TAREFAS A REALIZAR:
(1) Enumere os líderes europeus mencionados pelo nome no excerto.
(2) Segundo o excerto, quem alerta que, sem mais participação dos cidadãos, a União não sobreviverá na sua forma atual?
(3) Transcreva do excerto o trecho que começa nas palavras que contêm "Publicado em 14" e termina em "políticos e económicos.".

EXCERTO DO DOCUMENTO:
###

Recolocar os cidadãos no seio da União

A democracia representativa e a ideia de cidadania e solidariedade entre europeus estão mais fracas e torna-se cada vez mais difícil de ultrapassar a crise. Sem um aumento da participação dos cidadãos, a União não sobreviverá na sua forma atual, alerta um editorialista polaco.

Publicado em 14 Setembro 2012 às 14:31

Para responder às questões – “De que Europa precisamos?” e “Que Europa está ao nosso alcance?”, vejamos a situação dos europeus, os de hoje e de amanhã. Afinal de contas, estamos a falar de uma construção real, de um ser existente, constituído por pessoas. Não só intelectuais, políticos, altos funcionários, mas também pessoas comuns. As que votam, as que se abstêm, as que se interessam ou não pelos assuntos públicos, que elegem presidentes e parlamentares cheios de sabedoria ou estupidez, exercendo plenamente ou não todos os seus direitos civis, políticos e económicos.

Tenho a sensação de que descuramos demasiado o problema que os próprios cidadãos europeus representam para a Europa, mesmo que o problema não esteja propriamente no seio do continente europeu. Os cidadãos mudaram muito e já não são os mesmos que eram dirigidos, há meio século, por grandes líderes europeus como De Gasperi, Schuman, Adenauer ou de Gaulle. Esta mudança influencia não só a atual e futura democracia nos Estados-Nação, como também a forma atual e o futuro da União Europeia.

###

DADOS:

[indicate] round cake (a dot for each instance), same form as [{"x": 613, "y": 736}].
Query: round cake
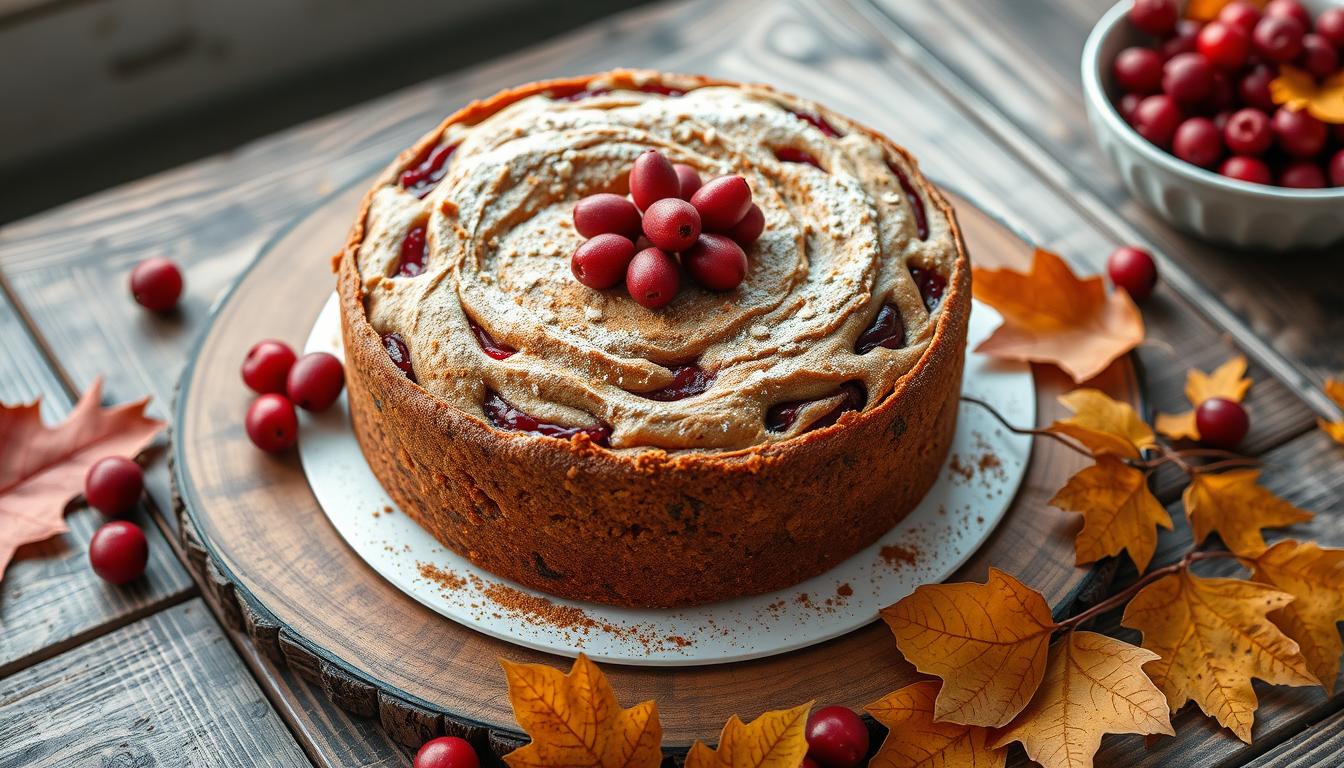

###

RESULTADOS POR TAREFA:
(1) De Gasperi, Schuman, Adenauer, de Gaulle

(2) Um editorialista polaco.

(3)
Publicado em 14 Setembro 2012 às 14:31

Para responder às questões – “De que Europa precisamos?” e “Que Europa está ao nosso alcance?”, vejamos a situação dos europeus, os de hoje e de amanhã. Afinal de contas, estamos a falar de uma construção real, de um ser existente, constituído por pessoas. Não só intelectuais, políticos, altos funcionários, mas também pessoas comuns. As que votam, as que se abstêm, as que se interessam ou não pelos assuntos públicos, que elegem presidentes e parlamentares cheios de sabedoria ou estupidez, exercendo plenamente ou não todos os seus direitos civis, políticos e económicos.